#### [Provided passage]
(begin)
Given this is my own Twitter network, it quickly becomes clear what each community represents. When doing similar analyses for other accounts — where one lacks the same level of familiarity — it can require a little more legwork.

The graphic above includes a legend to spare you the pain (personally, I enjoy this process!) of attempting to identify each community. What immediately stands out are the green clusters. Whereas the non-green clusters reflect significant connectivity between communities, the green clusters are, for the most part, disconnected from the rest of the communities. The fake/bot followers that were bought for my account comprise the vast majority of the green dots. A small portion of the green dots are real followers, simply accounts that aren’t connected to the rest of my Twitter followers (some high school friends, for example, show up in the green clusters).

Head over to the interactive version to search for your account and explore!

2) TwitterAudit.com

TwitterAudit was founded in 2012. For free, one can audit their own/other Twitter account(s). TwitterAudit takes a random sample of (up to) 5K of an account’s followers and then scores each of those followers. Their algorithm evaluates a bunch of variables (some of which include: number of tweets, date of last tweet, ratio of followers to following) and then determines whether each follower is real vs. fake. Their paid offering (PRO) allows one to run their account across larger numbers of their followers, rather than being limited by 5K, as is the case with the free offering.

An audit score of 98%, for example, means that TwitterAudit has determined 98% of the account’s followers to be real. Prior to commencing a round of blocking fake/bot followers in Sep 2015, I had a TwitterAudit score of 98% (78 fake followers out of ~4K followers):

In Feb 2018 — more than two years after my Twitter account was attacked by fake/bot accounts — TwitterAudit determined that ~4K of my followers were fake (70% audit score):

Here’s the growth of those fake followers, in relation to the growth of my overall Twitter followers:

@geoffgolberg’s followers (“fake” followers as determined by TwitterAudit, Feb ’18)
(end)
#### [Stored records]
(begin)
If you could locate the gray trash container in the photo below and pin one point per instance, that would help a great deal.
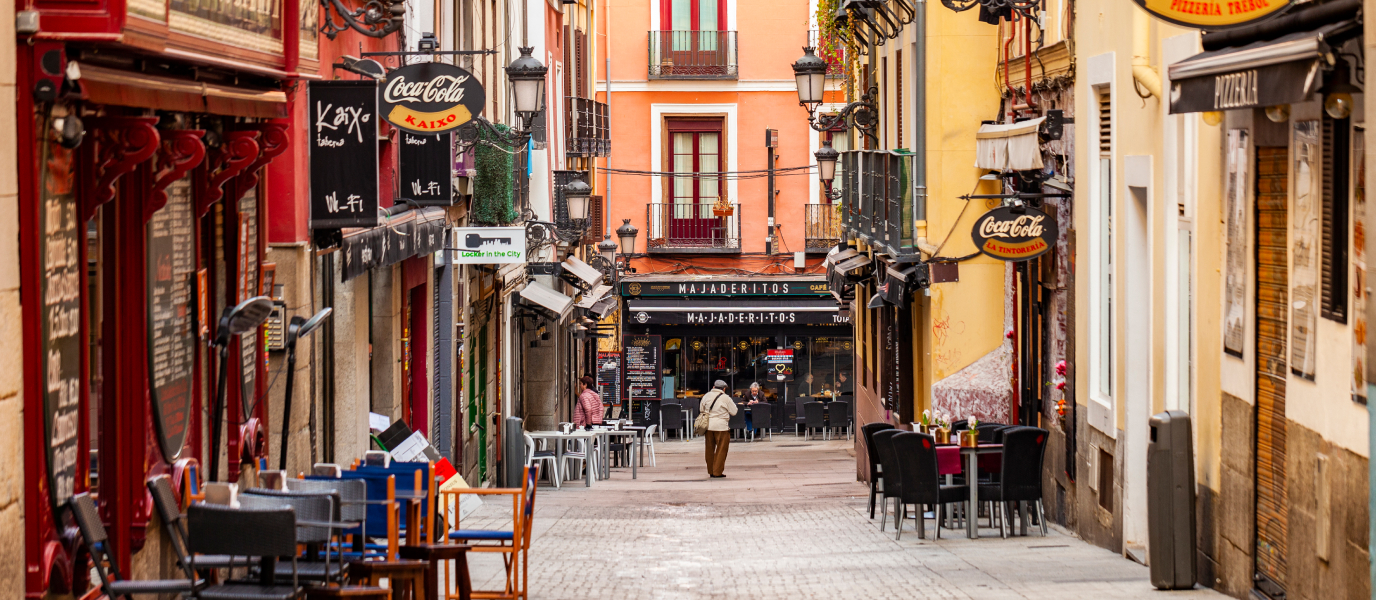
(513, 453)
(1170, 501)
(end)
(begin)
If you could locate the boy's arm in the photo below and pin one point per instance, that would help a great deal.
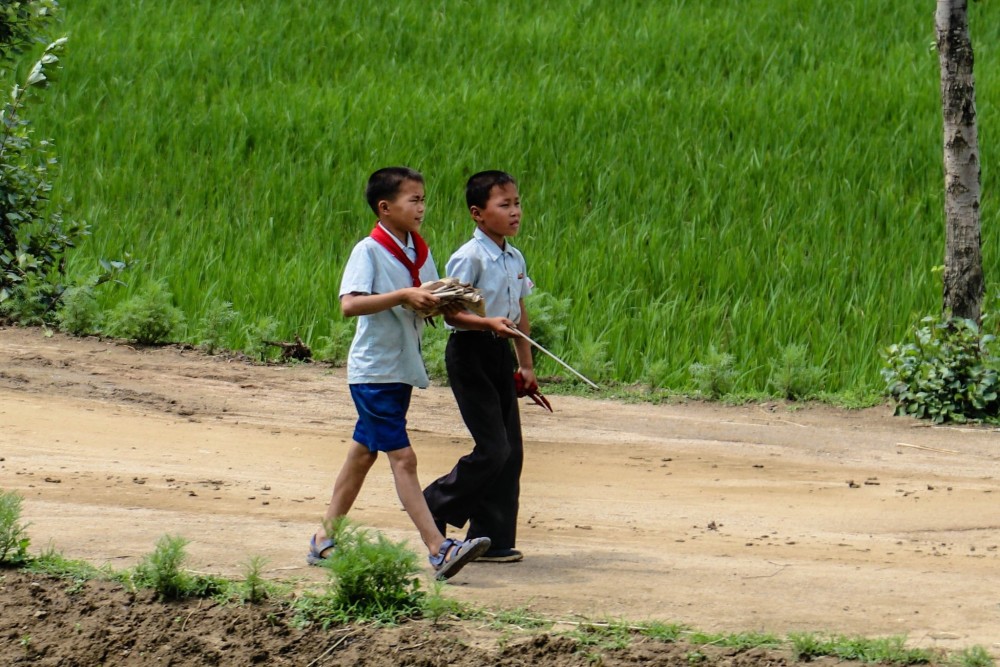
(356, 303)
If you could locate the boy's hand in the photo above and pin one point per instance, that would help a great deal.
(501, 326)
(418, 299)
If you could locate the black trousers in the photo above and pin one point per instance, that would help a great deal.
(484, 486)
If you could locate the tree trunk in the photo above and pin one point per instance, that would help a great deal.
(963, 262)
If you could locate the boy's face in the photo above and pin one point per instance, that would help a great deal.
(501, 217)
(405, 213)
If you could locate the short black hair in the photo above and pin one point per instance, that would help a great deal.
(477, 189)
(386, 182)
(end)
(begin)
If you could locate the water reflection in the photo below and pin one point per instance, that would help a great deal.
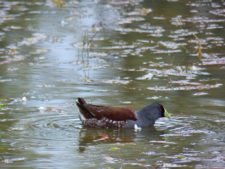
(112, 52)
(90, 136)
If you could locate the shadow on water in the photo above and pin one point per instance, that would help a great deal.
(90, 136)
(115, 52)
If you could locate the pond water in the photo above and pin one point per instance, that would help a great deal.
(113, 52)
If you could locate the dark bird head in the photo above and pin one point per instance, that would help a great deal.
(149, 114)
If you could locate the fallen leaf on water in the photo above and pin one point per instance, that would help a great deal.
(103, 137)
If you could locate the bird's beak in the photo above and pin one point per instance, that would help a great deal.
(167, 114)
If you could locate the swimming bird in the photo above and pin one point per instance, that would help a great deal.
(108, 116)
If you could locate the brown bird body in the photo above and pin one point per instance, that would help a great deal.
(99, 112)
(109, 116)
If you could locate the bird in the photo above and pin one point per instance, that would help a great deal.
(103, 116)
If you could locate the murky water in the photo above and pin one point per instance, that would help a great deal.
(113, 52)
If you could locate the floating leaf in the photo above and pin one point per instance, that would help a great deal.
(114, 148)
(end)
#### [Exercise prompt]
Write the next part of the passage about fake Twitter followers, continuing after its final line. The listing comes from a separate source with no connection to the passage about fake Twitter followers.

#### [Response]
As previously mentioned, maintaining a clean/legit Twitter following has always been important to me. This is evidenced by the fact that the first fake follower identified by TwitterAudit was my 1,680th follower (in other words, I avoided fake followers during my first ~6 years as a Twitter user). Below is a table summarizing the TwitterAudit data:

3) Twitter API

The New York Times’ report employed a very clever tactic to identify fake/bot followers. Their approach involves plotting an account’s followers (first to most recent) against the date each respective (follower) account was created. The example below, courtesy of New York Times graphics editor, Rich Harris, does a great job illustrating patterns that signal fake/bot followers:

Credit Columbia professor, Mark Hansen, with the fingerprint discovery

Shortly after reading “The Follower Factory,” I came across a post from Elaine Ou, where she applies the same analysis to her own Twitter account. Elaine reviews the followers of New York Times columnist Paul Krugman (“for the sake of journalistic objectivity”) and Eric Schneiderman, The Attorney General of New York, as well (Schneiderman opened an investigation following The New York Times’ report). Elaine wrote a Python script to reproduce the New York Times style scatterplots, and was kind enough to link to it at the end of her post.

Here are the results of running Elaine’s script for my Twitter account:

@geoffgolberg’s followers (Feb ’18; excludes “suspected spam accounts”)

This is where things get interesting.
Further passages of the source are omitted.